* Complete the following:
**a)** From the passage on the AIF in the First World War, list every figure given for a number of dead, with what each figure refers to.
**b)** According to the passage on the AIF in the First World War, what share of the AIF's troops had fought on Gallipoli before the AIF arrived in France?

* Page text:
— START —

We emerged four years later, victorious - but inconsolably mourning 62,000 dead. Another 60,000 would die within a decade of returning to Australia.
With deeply embittered public discourse and facing privations beyond the comprehension of our generation, we remained true to our democratic principles.
We emerged Australians.
Every nation has its story. This is our story.
The most tragic and heroic chapter to our story unfolded 100 years ago this month at Fromelles and the small French village of Pozieres.
The AIF’s arrival in France
As two weary AIF Divisions withdrew from Gallipoli to Egypt, leaving 8,700 dead, recruitment was surging in Australia. Regrouping, the AIF expanded to four Divisions, unaware the worst was yet to come.
The inexperienced AIF was ill-prepared for the Imperial German Army. Less than a third of its troops had fought on Gallipoli.
France was now Germany’s western border.
With two years on the Western Front, the battle hardened Germans were better trained and equipped. Germany’s complex of trenches, fortified villages and belts of barbed wire marked no man’s land strategically covered with machine-guns and German artillery.

— END —

* Dataset excerpt:
— START —

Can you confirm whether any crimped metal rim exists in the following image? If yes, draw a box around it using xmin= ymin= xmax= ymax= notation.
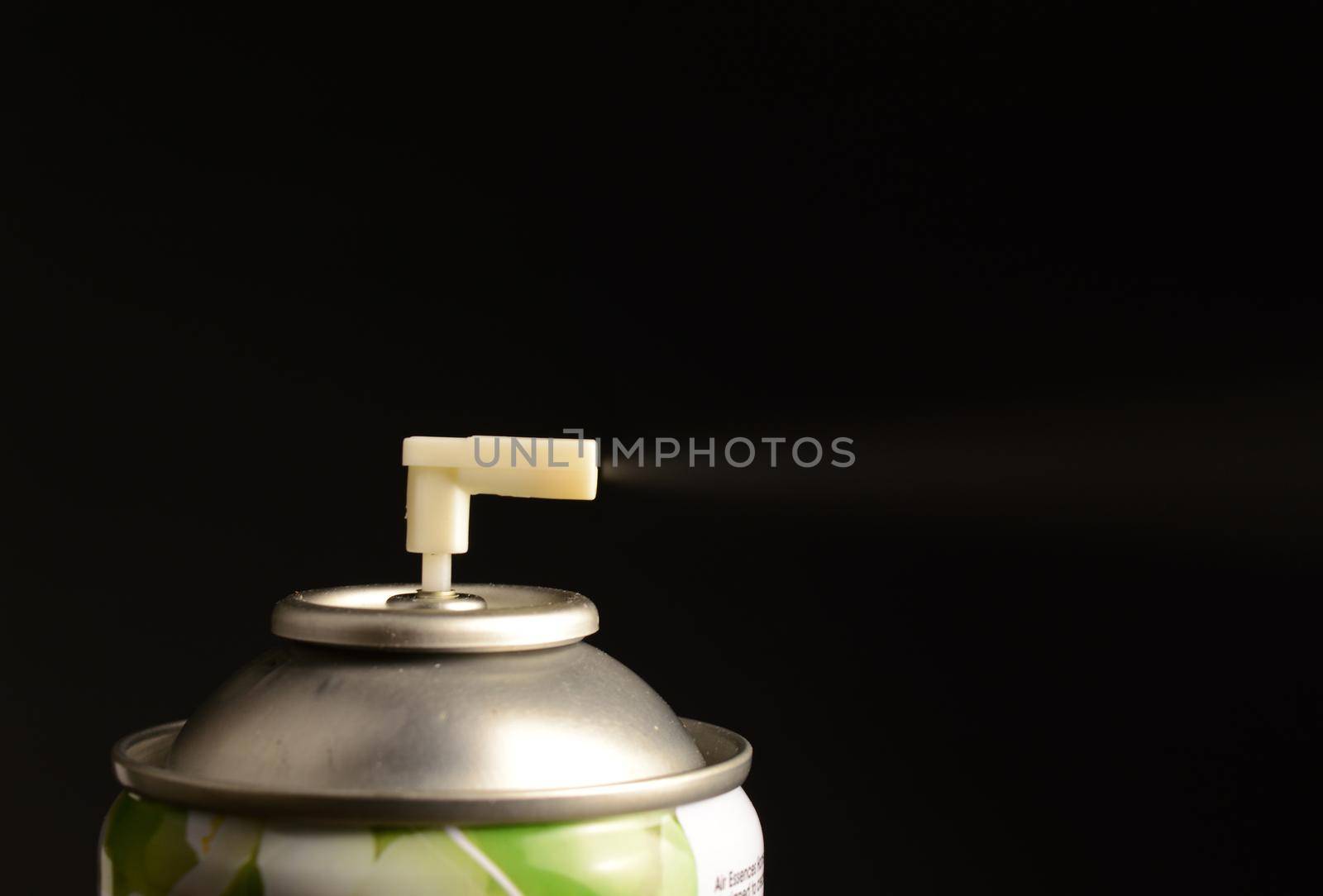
xmin=271 ymin=583 xmax=598 ymax=653
xmin=111 ymin=719 xmax=752 ymax=825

— END —

* Results of the exercise:
**a)**
- 62,000 dead mourned when the war ended four years later
- 60,000 more who would die within a decade of returning to Australia
- 8,700 dead left behind when the two AIF Divisions withdrew from Gallipoli to Egypt

**b)** Less than a third of its troops had fought on Gallipoli.